Beneath this line is the data. Output exactly the lines from the line with "[indicate] the paved" to the line with "[indicate] the navy", both ends included, and nothing more.

*** Source records ***

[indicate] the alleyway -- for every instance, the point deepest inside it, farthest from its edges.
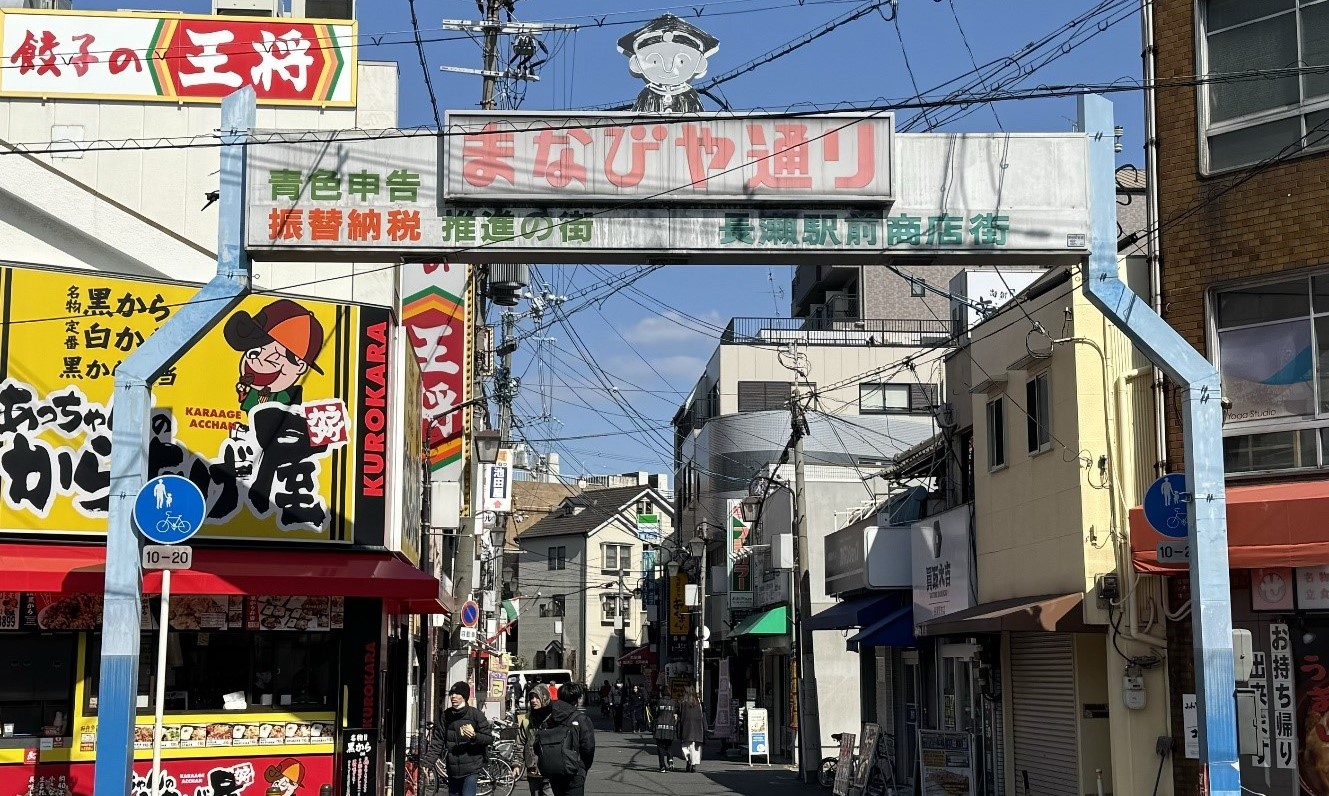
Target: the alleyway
(626, 766)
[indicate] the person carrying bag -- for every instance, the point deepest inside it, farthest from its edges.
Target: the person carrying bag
(666, 727)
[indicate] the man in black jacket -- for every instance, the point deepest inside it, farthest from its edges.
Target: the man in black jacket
(461, 742)
(565, 712)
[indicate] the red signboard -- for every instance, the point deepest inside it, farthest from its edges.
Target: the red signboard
(210, 776)
(176, 57)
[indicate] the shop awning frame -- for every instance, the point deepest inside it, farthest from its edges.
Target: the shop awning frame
(893, 630)
(80, 569)
(768, 622)
(855, 611)
(1047, 613)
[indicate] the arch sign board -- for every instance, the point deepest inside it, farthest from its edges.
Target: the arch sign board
(625, 188)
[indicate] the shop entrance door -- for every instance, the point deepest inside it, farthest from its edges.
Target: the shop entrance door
(964, 710)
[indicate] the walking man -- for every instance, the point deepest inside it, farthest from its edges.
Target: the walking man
(666, 722)
(463, 742)
(565, 743)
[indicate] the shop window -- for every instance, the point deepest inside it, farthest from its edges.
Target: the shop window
(1271, 342)
(281, 671)
(1039, 413)
(1244, 122)
(37, 681)
(996, 433)
(615, 558)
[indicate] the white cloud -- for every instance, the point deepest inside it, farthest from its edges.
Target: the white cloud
(673, 328)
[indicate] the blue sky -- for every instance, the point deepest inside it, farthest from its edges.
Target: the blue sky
(650, 343)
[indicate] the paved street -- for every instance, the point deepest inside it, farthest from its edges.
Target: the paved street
(626, 766)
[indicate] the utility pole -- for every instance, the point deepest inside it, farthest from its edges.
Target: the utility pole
(802, 594)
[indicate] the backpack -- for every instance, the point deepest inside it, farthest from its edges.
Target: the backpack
(558, 747)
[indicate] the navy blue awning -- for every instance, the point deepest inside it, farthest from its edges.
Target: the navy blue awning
(856, 611)
(892, 630)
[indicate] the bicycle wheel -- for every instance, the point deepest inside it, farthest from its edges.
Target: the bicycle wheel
(500, 772)
(825, 774)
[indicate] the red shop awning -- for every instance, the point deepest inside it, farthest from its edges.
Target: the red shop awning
(287, 573)
(1268, 525)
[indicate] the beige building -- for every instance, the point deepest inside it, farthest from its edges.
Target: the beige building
(1061, 415)
(581, 569)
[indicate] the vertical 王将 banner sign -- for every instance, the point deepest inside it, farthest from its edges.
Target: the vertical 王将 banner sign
(433, 300)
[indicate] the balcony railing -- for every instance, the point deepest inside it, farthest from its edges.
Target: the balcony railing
(832, 331)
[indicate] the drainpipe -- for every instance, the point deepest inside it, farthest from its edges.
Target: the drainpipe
(1202, 432)
(132, 416)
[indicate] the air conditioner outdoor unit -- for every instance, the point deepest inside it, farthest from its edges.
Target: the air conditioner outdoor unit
(247, 7)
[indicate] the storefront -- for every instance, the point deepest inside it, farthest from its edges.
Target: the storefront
(262, 691)
(295, 633)
(1279, 553)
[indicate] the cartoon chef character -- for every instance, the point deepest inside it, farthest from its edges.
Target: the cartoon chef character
(285, 778)
(667, 53)
(278, 344)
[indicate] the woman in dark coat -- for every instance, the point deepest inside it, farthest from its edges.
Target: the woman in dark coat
(691, 730)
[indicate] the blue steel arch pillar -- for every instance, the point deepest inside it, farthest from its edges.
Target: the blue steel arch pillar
(121, 611)
(1202, 432)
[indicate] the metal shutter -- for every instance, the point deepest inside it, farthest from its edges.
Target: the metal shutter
(1043, 720)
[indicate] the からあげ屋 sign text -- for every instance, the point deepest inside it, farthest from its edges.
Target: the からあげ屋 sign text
(263, 413)
(667, 160)
(176, 57)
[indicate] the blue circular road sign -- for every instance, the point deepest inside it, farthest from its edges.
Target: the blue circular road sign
(1166, 508)
(469, 614)
(169, 509)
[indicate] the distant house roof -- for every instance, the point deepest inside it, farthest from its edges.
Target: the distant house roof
(590, 510)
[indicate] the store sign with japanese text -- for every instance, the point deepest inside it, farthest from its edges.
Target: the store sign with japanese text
(279, 413)
(174, 57)
(433, 312)
(507, 156)
(634, 192)
(206, 776)
(739, 561)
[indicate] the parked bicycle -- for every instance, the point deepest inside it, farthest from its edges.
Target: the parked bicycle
(880, 780)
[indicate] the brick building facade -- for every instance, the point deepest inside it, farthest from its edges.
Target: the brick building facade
(1232, 211)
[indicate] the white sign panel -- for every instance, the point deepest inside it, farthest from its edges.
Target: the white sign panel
(941, 565)
(1260, 685)
(1191, 726)
(1283, 696)
(512, 156)
(348, 194)
(1313, 588)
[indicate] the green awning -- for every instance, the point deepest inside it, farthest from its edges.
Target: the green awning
(772, 622)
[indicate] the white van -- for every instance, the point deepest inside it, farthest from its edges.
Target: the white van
(518, 681)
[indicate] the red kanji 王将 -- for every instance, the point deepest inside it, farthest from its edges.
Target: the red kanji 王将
(787, 166)
(556, 161)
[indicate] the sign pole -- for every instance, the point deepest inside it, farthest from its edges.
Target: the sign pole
(161, 685)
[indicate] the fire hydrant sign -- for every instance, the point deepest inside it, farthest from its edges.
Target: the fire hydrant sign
(176, 57)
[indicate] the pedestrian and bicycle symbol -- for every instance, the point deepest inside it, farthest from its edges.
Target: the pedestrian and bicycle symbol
(169, 509)
(1167, 508)
(469, 614)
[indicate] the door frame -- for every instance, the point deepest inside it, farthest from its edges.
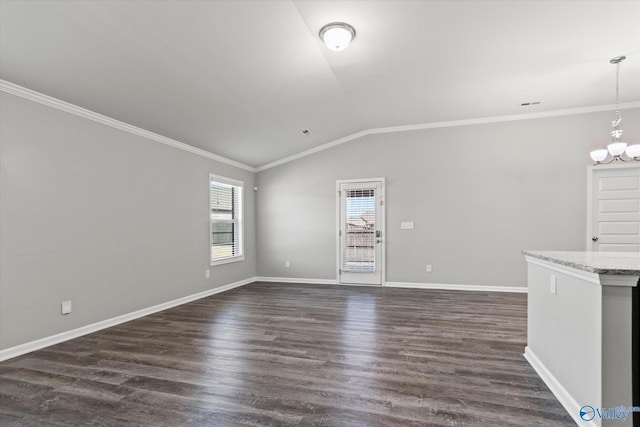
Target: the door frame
(383, 233)
(590, 171)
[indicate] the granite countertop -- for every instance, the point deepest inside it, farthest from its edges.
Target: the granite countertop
(620, 263)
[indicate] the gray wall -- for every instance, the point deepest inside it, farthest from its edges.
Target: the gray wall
(478, 195)
(109, 220)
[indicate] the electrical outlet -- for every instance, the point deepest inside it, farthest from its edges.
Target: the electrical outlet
(66, 307)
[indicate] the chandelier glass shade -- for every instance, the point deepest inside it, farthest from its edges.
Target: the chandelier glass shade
(337, 35)
(617, 150)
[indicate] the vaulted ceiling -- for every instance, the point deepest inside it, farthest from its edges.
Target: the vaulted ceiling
(242, 79)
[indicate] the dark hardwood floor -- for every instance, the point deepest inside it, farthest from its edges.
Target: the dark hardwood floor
(301, 355)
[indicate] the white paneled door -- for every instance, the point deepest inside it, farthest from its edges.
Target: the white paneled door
(615, 209)
(361, 231)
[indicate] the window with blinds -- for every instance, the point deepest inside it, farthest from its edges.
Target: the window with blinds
(358, 252)
(226, 220)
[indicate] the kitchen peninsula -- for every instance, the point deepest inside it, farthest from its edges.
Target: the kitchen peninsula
(583, 329)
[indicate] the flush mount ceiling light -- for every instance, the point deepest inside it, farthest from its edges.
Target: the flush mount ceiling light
(617, 150)
(337, 35)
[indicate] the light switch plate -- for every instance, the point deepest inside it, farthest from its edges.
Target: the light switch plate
(66, 307)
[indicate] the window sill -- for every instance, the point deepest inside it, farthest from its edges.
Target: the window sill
(227, 260)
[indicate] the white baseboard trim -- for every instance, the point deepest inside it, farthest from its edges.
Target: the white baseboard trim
(561, 393)
(456, 287)
(25, 348)
(296, 280)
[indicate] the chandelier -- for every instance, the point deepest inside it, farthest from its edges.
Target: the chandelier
(617, 150)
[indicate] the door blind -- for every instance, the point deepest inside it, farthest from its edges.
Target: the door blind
(359, 235)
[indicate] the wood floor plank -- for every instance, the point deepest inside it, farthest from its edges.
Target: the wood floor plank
(271, 354)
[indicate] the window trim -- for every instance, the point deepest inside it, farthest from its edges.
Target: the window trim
(239, 220)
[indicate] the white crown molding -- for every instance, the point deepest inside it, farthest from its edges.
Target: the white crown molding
(452, 123)
(52, 102)
(49, 101)
(25, 348)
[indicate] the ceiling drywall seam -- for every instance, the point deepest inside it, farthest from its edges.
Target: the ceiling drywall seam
(49, 101)
(452, 123)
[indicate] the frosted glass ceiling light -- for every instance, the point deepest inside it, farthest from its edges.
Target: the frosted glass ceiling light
(337, 35)
(617, 148)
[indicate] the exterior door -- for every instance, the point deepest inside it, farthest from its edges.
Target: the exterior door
(361, 231)
(615, 209)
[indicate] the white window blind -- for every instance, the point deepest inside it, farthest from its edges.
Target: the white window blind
(226, 220)
(358, 252)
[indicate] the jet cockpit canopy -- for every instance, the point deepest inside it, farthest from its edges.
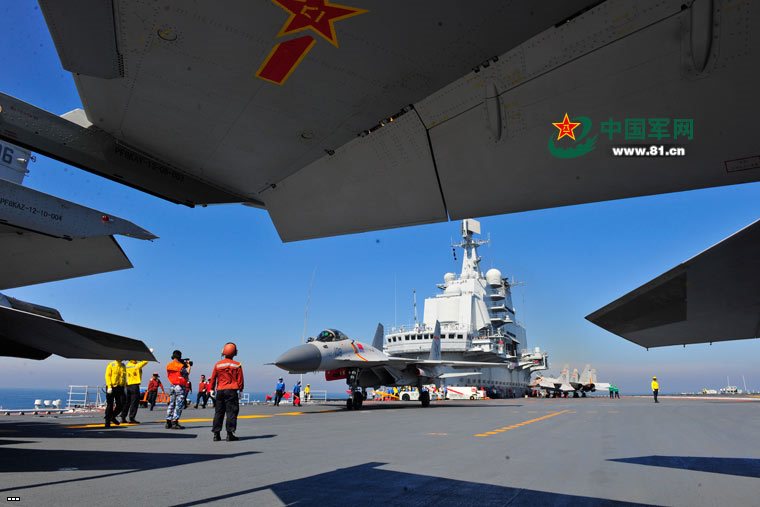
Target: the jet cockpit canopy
(331, 335)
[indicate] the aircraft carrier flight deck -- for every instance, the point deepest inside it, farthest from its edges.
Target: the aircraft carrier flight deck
(593, 451)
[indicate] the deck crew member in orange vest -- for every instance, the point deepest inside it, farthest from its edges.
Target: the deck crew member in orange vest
(178, 373)
(226, 381)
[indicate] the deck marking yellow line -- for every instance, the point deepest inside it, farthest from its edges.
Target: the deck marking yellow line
(519, 425)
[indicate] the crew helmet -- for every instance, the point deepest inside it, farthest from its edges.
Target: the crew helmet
(230, 349)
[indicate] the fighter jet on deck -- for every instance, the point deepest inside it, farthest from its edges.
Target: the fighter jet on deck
(366, 366)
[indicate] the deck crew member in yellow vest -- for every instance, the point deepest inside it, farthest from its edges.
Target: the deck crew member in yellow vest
(134, 379)
(116, 379)
(655, 388)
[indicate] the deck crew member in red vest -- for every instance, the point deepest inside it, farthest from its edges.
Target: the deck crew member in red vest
(226, 381)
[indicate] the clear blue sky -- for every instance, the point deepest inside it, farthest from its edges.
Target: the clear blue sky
(221, 273)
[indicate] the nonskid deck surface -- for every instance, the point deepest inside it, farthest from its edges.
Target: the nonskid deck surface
(519, 452)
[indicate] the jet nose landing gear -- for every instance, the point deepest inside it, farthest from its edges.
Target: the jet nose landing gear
(354, 402)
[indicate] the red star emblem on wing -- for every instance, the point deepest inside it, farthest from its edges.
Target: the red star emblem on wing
(317, 15)
(566, 128)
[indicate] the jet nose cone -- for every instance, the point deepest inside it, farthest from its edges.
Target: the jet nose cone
(300, 359)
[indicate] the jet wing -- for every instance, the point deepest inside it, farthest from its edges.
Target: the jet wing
(453, 364)
(45, 238)
(31, 336)
(346, 129)
(713, 296)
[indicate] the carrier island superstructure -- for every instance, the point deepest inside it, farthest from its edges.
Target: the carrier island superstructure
(478, 323)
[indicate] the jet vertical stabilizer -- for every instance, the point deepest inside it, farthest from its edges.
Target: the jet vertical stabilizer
(377, 341)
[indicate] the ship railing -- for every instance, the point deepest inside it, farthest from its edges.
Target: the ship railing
(445, 328)
(85, 397)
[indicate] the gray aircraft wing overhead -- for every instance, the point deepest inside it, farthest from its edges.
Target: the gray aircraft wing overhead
(40, 334)
(314, 112)
(45, 238)
(713, 296)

***

> [Response to this exercise]
[indicate] the paved street -- for every instance, the point deepest inside it, farthest from its edges.
Target: the paved street
(626, 766)
[indicate] the utility pole -- for every instance, the point deepest inside it, farthest from its edges.
Target: the utility pole
(802, 594)
[indicate] the backpack -- for every instance, the point deepest inside it, farthest from its edges.
Target: the backpack
(558, 747)
[indicate] the navy blue awning -- for every instance, the point deepest inside it, farthest from its edges.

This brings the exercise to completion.